━━ Page excerpt

Actually, I don’t have nearly as many deal breakers as I suspected.  I have made a few important decisions to further narrow down the prospects and focus damn it!

Important Decision #1

I will start messaging 2 - 3 people a week. This is perhaps the scariest decision. I am setting myself up for a lot of virtual rejection. But I think I can take it…um...right?

Important Decision #2

I am only going to contact/respond to folks who have at least a 90% match rating. Dating takes time and I do actually have a life; a life full of friends and much merry making. I need to have some way of keeping this project manageable and my other good times going.

Important Decision #3 

While this lovelorn girl is seeking to swoon all over the place, I can definitely handle casual sex with no strings attached. Not sure if I am going to be assertive about seeking this out, but please know that it is most certainly on the menu...and there may be future posts about those encounters.

Important Decision #4 

If someone indicates in their profile that they are seeking any one of the following: healthy, athletic, slim or any iteration thereof, I'm going to pass. While I know I'm a cute, physically active and fabulous girl, I definitely do not have an athletic build nor would I be considered slim. I am a relatively healthy eater but feel like often times this is code for skinny in online profiles.

Now that we've got the important decisions out of the way...DAMN this little experiment is turning out to be much easier talked about than implemented. I’m okay with ignoring my gut reaction to someone’s physical appearance. Things get a little tricky when I read profiles and my instincts tell me, this will never work. Pesky (typically reliable) instincts. However, the boys and girls are not beating down my virtual door so I need to figure my shit out and get to some actual dates!  On that note...I'm heading over to the dating sites to start messaging my little heart away!





7.25.2011

In the meantime...

I'm currently recovering from post Comic Con delirium so it may take a bit for my next finely crafted post to arrive. I did want to share this delightfully nerdy tidbit with you. I am actually creating a spreadsheet to track the people I've messaged. Yep. I have a feeling this is going to morph into something much more...

7.18.2011

And so we begin the beguine...

As is naturally befitting for such an undertaking, this blog was created in the wee hours…the end of the latest affair relatively fresh.

I’ve had this idea for quite some time but made plenty of excuses to not get started. I’m not giving myself a time limit or anything but how long should I go about this project? Initially, the plan was to go on dates with the next twenty people I met online but then selfish concern for my poor ego and self-esteem got the best of me. What if I can’t make it to twenty dates? Am I going to fuck myself up emotionally if I am unable to go on twenty dates? What if after twenty dates, I am not at least on the way to falling in love? How the hell did I come up with the number twenty?!? So yeah, let’s just leave the actual number open shall we? This project feels risky but the bottom line is that if I don’t try this I may very well be doomed (queue the music from the saddest film you have ever seen). I get comfortable being alone...which isn't entirely a bad thing I suppose. But I do have those moments where I think "Man this would be so much better if I was doing this with someone I love." I know that if I do not force myself to actively engage in dating and hold myself accountable (that's where you come in oh mighty followers), I will let another month or even year pass sans even a mediocre one-night stand. At this point, I’ll even settle for a little gratuitous groping.

━━━━
━━ Dataset excerpts

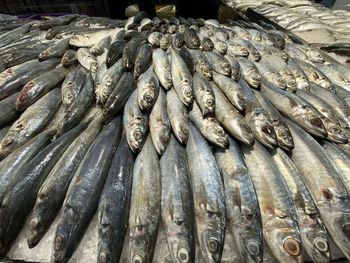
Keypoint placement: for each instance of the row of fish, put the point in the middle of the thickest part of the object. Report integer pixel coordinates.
(210, 130)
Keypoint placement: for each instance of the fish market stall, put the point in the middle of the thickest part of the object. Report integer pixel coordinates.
(170, 140)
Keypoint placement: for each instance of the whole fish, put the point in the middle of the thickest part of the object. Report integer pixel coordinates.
(31, 122)
(329, 193)
(161, 67)
(209, 127)
(55, 51)
(20, 199)
(258, 119)
(119, 96)
(12, 79)
(8, 112)
(230, 118)
(108, 81)
(135, 123)
(278, 214)
(208, 196)
(249, 73)
(113, 219)
(143, 59)
(115, 52)
(176, 204)
(182, 79)
(147, 89)
(53, 191)
(87, 60)
(242, 207)
(38, 87)
(313, 234)
(218, 63)
(79, 207)
(73, 85)
(204, 95)
(284, 137)
(296, 109)
(145, 204)
(231, 89)
(201, 63)
(178, 116)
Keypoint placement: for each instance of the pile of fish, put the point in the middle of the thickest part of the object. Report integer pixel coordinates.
(207, 130)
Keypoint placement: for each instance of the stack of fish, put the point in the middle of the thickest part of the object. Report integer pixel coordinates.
(209, 130)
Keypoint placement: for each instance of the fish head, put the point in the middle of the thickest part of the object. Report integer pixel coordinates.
(214, 131)
(280, 235)
(316, 238)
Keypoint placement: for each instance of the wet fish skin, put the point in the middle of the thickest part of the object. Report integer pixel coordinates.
(147, 89)
(284, 138)
(161, 67)
(53, 191)
(279, 220)
(145, 211)
(250, 73)
(295, 108)
(26, 127)
(55, 51)
(209, 127)
(176, 209)
(20, 199)
(113, 220)
(159, 124)
(119, 96)
(242, 207)
(38, 87)
(178, 116)
(182, 78)
(329, 193)
(208, 196)
(135, 123)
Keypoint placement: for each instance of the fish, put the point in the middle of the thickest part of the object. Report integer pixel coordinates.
(231, 119)
(161, 67)
(26, 126)
(145, 208)
(20, 199)
(12, 79)
(329, 193)
(87, 60)
(208, 196)
(297, 109)
(249, 72)
(73, 85)
(279, 220)
(135, 123)
(112, 219)
(218, 63)
(284, 138)
(313, 234)
(143, 59)
(52, 192)
(176, 204)
(108, 81)
(119, 96)
(178, 116)
(209, 127)
(55, 51)
(242, 206)
(204, 95)
(80, 205)
(115, 52)
(147, 89)
(39, 86)
(181, 77)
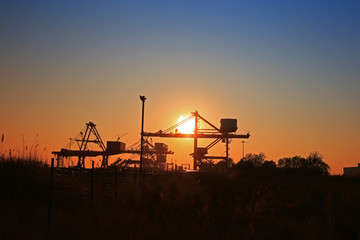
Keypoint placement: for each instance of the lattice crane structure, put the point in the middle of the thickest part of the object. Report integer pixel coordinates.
(224, 133)
(91, 135)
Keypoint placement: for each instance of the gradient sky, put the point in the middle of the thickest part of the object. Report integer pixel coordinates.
(287, 70)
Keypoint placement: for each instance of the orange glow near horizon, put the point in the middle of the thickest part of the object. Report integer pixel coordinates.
(187, 127)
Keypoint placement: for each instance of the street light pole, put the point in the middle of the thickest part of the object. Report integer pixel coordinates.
(243, 149)
(142, 98)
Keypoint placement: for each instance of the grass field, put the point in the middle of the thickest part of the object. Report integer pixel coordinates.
(236, 204)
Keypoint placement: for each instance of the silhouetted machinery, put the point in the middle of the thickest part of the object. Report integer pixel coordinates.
(226, 131)
(156, 155)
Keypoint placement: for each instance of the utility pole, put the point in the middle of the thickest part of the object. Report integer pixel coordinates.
(196, 129)
(243, 149)
(142, 98)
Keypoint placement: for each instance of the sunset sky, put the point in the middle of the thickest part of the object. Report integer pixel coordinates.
(287, 70)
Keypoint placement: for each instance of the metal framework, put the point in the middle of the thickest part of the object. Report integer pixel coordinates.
(84, 150)
(213, 133)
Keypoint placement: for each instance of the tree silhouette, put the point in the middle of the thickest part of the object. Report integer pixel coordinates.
(313, 162)
(252, 160)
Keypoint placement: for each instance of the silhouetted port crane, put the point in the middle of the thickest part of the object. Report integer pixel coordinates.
(92, 136)
(224, 133)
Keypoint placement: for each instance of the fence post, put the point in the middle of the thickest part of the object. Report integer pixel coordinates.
(50, 194)
(92, 183)
(116, 184)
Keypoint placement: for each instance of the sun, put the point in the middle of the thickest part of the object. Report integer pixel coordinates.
(187, 127)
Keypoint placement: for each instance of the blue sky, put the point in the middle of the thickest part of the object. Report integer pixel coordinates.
(296, 60)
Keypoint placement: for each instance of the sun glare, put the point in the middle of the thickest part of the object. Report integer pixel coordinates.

━━━━

Directions –
**A.** Answer these from the dating blog excerpt:
(i) How many people per week does the writer decide to start messaging?
(ii) What minimum match rating must someone have before the writer will contact or respond to them?
(iii) What is the writer creating to keep track of the people messaged?
**B.** Please retype the dating blog excerpt from "Important Decision #4" up to and including "in online profiles.".
The items have no connection to the dating blog excerpt.

Final answers –
**A.**
(i) 2 - 3 people a week
(ii) At least a 90% match rating
(iii) A spreadsheet

**B.**
Important Decision #4 

If someone indicates in their profile that they are seeking any one of the following: healthy, athletic, slim or any iteration thereof, I'm going to pass. While I know I'm a cute, physically active and fabulous girl, I definitely do not have an athletic build nor would I be considered slim. I am a relatively healthy eater but feel like often times this is code for skinny in online profiles.